- [Exercise goal]:
Find each line in the records below that contains the word "face", and copy those lines in full.

━━━━━━━━━━━━━━━━

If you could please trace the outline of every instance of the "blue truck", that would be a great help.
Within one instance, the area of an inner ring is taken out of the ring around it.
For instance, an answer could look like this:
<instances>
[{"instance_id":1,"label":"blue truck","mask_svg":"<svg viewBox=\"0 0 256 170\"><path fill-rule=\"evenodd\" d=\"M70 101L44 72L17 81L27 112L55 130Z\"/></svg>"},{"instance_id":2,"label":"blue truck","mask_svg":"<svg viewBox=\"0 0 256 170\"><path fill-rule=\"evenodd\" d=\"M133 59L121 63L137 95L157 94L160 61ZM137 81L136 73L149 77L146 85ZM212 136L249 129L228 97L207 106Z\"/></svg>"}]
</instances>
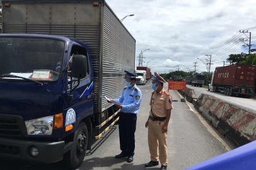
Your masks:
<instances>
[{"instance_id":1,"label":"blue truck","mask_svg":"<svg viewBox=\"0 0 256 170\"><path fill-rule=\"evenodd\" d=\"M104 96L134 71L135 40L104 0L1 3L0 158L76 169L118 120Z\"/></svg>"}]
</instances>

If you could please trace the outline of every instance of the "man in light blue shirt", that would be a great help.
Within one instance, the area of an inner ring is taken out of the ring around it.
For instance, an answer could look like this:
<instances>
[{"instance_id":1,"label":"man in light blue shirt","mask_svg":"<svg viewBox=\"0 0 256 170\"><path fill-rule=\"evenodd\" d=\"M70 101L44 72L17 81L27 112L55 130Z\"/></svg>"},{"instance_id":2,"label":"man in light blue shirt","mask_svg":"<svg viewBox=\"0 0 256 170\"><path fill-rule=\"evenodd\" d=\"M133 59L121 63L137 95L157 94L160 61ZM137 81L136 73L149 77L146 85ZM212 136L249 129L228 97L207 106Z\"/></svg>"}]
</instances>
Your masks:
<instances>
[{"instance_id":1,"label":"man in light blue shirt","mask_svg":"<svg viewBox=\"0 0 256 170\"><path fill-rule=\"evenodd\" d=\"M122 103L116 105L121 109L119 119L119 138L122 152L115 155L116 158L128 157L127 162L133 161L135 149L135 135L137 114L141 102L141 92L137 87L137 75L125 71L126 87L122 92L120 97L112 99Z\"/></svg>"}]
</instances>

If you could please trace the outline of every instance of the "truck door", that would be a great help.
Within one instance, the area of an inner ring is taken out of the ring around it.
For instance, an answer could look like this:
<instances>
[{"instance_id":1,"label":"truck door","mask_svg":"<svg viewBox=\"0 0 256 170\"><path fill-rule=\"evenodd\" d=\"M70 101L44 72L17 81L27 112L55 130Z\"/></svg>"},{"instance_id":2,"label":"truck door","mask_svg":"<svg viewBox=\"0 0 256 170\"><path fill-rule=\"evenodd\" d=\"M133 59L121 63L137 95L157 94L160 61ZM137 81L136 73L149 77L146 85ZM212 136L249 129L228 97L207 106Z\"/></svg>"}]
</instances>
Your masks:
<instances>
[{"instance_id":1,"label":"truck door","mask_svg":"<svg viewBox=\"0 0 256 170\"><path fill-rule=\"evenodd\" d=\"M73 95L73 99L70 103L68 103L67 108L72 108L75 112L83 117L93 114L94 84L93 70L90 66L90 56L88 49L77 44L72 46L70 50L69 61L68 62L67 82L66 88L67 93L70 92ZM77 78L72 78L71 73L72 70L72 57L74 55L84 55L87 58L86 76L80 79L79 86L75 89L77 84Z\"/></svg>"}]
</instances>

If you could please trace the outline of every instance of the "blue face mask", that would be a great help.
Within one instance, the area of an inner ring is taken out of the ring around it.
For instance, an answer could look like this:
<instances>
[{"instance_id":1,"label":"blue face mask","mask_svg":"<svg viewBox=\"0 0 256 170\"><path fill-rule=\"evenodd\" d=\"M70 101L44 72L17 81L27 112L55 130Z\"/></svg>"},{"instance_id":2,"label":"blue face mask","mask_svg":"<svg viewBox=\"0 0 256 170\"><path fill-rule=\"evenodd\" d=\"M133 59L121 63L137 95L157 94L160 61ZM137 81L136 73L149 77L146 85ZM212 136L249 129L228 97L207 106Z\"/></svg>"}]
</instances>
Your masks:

━━━━━━━━━━━━━━━━

- [Output for this task]:
If you could please trace the outline of every instance of the "blue face mask", that would be a great help.
[{"instance_id":1,"label":"blue face mask","mask_svg":"<svg viewBox=\"0 0 256 170\"><path fill-rule=\"evenodd\" d=\"M70 101L44 72L17 81L27 112L55 130Z\"/></svg>"},{"instance_id":2,"label":"blue face mask","mask_svg":"<svg viewBox=\"0 0 256 170\"><path fill-rule=\"evenodd\" d=\"M133 59L121 63L137 95L157 94L160 61ZM137 81L136 73L149 77L146 85ZM212 136L249 129L228 97L207 106Z\"/></svg>"}]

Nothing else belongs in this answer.